Could you reproduce the lines below from the one with "job: provide the outline of every instance of the car" through the one with "job: provide the outline of every instance of the dark"? Keep both ends and add nothing.

Data excerpts Block Start

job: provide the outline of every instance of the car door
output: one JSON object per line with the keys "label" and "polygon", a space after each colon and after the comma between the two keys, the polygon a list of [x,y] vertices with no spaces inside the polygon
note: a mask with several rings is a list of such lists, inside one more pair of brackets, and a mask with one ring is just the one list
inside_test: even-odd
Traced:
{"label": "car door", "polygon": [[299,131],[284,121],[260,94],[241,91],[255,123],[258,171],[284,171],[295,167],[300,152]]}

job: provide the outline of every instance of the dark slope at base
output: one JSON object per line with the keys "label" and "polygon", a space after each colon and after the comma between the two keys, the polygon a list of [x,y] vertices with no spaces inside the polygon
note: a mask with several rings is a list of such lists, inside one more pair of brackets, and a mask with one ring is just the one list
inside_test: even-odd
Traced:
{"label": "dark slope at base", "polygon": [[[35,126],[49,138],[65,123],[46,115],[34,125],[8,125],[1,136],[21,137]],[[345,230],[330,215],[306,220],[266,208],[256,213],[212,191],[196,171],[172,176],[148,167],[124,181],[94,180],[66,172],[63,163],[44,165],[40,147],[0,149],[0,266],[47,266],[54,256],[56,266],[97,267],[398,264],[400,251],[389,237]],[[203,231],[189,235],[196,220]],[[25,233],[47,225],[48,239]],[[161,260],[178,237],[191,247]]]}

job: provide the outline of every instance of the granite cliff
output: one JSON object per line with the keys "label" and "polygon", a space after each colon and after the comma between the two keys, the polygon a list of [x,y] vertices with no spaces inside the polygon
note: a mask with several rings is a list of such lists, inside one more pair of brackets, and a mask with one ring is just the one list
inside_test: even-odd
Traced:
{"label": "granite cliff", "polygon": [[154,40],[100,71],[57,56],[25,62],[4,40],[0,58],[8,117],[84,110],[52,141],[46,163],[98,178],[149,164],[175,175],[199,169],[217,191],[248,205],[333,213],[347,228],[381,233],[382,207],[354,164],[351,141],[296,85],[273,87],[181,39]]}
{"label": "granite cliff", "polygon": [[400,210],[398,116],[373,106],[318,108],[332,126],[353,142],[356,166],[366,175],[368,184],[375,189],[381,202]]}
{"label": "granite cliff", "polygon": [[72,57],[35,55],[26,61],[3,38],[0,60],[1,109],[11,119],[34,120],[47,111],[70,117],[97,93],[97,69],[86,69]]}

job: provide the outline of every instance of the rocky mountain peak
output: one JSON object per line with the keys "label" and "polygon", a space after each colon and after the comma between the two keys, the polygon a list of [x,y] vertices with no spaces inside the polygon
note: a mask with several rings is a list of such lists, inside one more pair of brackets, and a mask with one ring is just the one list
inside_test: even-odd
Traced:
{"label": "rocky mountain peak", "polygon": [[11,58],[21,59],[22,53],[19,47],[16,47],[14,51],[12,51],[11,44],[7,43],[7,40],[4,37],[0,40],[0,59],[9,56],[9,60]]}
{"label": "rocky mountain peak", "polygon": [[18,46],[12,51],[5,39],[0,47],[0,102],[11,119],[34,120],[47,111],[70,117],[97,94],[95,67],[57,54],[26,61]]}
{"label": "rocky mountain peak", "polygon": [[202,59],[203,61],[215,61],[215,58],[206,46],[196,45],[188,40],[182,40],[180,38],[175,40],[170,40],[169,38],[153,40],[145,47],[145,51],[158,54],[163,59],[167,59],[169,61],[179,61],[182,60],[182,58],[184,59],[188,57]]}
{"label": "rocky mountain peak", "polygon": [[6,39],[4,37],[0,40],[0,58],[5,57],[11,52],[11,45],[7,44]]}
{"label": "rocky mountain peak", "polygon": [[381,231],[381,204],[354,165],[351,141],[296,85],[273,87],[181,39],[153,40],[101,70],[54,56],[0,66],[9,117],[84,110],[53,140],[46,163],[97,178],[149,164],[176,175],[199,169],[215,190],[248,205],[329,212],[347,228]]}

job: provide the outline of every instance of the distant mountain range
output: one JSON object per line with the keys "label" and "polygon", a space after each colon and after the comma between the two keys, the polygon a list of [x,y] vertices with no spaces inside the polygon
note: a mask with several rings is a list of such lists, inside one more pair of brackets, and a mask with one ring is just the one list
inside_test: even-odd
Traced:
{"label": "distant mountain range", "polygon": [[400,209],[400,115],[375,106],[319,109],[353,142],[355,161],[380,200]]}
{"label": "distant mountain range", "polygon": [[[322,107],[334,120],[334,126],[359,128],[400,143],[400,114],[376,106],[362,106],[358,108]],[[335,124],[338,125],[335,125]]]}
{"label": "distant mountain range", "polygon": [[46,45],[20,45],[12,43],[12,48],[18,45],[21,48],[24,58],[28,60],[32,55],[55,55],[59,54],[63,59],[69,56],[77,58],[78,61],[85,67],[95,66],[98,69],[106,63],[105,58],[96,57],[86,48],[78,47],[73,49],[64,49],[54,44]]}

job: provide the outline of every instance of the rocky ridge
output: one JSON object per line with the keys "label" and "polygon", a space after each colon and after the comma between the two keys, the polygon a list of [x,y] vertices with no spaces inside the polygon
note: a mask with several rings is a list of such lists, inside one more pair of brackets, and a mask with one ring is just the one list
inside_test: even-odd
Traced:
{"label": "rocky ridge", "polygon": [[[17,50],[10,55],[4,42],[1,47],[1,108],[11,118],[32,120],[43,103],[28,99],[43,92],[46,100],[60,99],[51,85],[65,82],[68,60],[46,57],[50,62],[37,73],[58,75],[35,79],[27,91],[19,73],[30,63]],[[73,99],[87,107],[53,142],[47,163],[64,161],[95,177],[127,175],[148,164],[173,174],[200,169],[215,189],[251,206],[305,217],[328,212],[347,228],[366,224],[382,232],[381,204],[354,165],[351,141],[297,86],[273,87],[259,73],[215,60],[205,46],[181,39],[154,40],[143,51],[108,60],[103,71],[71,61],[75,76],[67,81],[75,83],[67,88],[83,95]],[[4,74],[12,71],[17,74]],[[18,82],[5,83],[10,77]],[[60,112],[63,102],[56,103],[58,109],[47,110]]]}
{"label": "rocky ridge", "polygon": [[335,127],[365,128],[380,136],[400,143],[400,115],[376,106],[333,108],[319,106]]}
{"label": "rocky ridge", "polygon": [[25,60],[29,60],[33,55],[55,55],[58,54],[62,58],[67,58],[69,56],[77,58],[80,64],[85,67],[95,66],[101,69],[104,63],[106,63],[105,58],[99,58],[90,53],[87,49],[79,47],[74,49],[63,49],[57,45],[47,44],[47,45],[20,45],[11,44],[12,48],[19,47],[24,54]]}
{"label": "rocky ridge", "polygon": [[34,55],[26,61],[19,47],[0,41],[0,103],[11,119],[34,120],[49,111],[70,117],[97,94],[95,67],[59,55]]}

Data excerpts Block End
Data excerpts Block Start

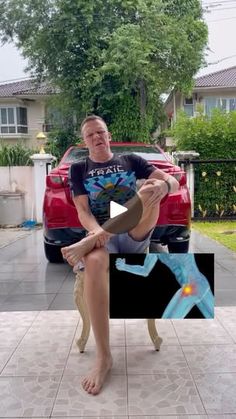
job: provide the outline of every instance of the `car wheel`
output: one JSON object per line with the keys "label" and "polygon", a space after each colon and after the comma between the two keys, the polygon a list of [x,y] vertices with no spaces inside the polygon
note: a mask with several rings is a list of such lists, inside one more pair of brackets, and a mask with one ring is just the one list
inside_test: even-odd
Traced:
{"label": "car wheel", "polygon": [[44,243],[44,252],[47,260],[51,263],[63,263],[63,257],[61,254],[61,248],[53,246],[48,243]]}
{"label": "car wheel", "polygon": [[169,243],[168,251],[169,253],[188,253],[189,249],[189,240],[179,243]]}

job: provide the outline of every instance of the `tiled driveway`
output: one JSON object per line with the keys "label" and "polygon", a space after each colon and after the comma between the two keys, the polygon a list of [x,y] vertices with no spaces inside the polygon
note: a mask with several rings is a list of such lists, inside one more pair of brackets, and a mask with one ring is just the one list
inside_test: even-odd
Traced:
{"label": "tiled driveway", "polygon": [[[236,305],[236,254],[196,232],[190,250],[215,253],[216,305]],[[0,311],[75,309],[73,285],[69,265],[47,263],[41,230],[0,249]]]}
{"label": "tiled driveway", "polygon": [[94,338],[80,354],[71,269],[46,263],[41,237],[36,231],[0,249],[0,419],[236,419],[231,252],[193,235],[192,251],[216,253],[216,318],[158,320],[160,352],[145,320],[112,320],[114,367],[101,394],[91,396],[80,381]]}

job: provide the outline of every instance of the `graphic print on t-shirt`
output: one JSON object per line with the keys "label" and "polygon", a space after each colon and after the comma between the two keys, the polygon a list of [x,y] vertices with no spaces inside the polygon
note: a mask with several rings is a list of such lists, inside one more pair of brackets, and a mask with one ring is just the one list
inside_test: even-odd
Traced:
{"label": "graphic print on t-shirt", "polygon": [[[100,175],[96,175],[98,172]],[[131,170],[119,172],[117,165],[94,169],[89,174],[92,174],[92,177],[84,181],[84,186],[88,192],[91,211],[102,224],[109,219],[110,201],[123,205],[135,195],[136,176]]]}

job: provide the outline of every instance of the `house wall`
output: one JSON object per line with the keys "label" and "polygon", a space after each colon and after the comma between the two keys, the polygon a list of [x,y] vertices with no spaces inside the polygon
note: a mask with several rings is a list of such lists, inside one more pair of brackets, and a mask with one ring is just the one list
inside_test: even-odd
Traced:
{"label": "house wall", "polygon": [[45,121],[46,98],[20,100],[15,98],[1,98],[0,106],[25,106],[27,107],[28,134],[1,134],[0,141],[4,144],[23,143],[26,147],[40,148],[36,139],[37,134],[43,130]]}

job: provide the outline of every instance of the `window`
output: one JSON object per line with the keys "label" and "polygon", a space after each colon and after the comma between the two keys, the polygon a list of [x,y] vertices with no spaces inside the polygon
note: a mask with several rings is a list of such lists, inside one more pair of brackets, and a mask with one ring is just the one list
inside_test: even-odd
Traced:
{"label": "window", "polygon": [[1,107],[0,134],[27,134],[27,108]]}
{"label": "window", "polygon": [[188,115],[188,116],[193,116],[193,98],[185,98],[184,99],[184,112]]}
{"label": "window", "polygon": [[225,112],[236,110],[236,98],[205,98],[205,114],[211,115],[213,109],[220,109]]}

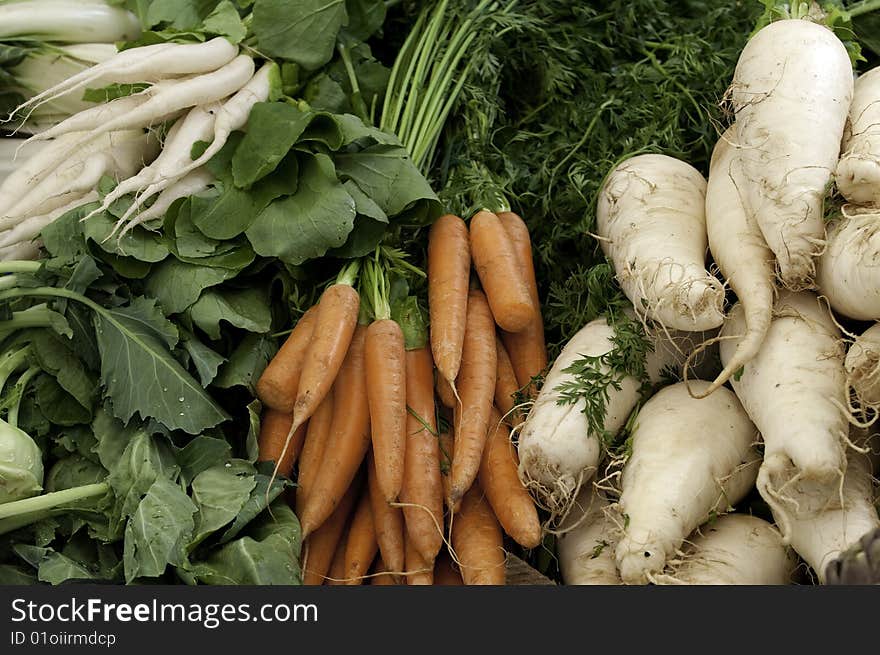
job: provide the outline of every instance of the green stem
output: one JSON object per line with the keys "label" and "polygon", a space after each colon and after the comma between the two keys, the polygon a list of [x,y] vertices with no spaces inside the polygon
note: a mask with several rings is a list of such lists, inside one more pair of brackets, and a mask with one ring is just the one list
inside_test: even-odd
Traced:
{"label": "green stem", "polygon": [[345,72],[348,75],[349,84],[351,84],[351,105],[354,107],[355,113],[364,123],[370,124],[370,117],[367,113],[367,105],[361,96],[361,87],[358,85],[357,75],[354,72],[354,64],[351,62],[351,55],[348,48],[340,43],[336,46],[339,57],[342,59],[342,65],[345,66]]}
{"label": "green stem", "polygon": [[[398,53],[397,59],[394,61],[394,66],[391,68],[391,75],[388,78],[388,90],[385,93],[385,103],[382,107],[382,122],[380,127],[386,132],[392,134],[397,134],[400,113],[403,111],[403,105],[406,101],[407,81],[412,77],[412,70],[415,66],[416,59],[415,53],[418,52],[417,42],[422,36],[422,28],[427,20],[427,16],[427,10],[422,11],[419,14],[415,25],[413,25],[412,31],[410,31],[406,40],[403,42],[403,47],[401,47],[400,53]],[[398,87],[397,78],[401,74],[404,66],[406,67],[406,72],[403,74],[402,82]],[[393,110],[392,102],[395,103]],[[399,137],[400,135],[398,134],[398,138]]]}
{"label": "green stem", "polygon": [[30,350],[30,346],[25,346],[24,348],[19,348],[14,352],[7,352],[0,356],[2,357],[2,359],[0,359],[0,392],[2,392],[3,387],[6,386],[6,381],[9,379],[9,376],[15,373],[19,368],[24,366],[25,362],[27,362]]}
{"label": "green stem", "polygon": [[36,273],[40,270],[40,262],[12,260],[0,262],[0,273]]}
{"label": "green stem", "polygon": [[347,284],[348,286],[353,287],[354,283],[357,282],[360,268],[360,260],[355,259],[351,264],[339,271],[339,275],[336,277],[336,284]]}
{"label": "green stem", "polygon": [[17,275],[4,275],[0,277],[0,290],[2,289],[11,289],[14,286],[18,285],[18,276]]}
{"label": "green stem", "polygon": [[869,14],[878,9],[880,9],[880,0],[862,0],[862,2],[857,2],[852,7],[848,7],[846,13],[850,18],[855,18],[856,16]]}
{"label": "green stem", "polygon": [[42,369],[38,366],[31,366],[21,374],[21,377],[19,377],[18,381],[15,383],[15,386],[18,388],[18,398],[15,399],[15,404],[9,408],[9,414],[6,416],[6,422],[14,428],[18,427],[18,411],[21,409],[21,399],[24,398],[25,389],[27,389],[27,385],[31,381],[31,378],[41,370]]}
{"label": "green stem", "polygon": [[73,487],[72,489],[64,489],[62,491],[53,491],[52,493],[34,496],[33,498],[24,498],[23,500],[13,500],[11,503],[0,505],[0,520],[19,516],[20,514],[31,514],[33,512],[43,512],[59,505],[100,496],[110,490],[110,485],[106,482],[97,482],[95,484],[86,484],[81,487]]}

Data excerpts Block End

= Response box =
job: provide the outline of every instance of the car door
output: one JSON object per line with the keys "label" and "polygon", a space after each colon and after the comma between the two keys, the polygon a list of [x,y] vertices with no spaces inside the polygon
note: a mask with several rings is a list of such lists, inside one more pair of brackets, and a mask with one ring is just the one list
inside_test: even-odd
Traced:
{"label": "car door", "polygon": [[299,131],[284,121],[260,94],[241,91],[255,123],[258,171],[284,171],[295,167],[300,152]]}

job: provide the outline of every instance of the dark slope at base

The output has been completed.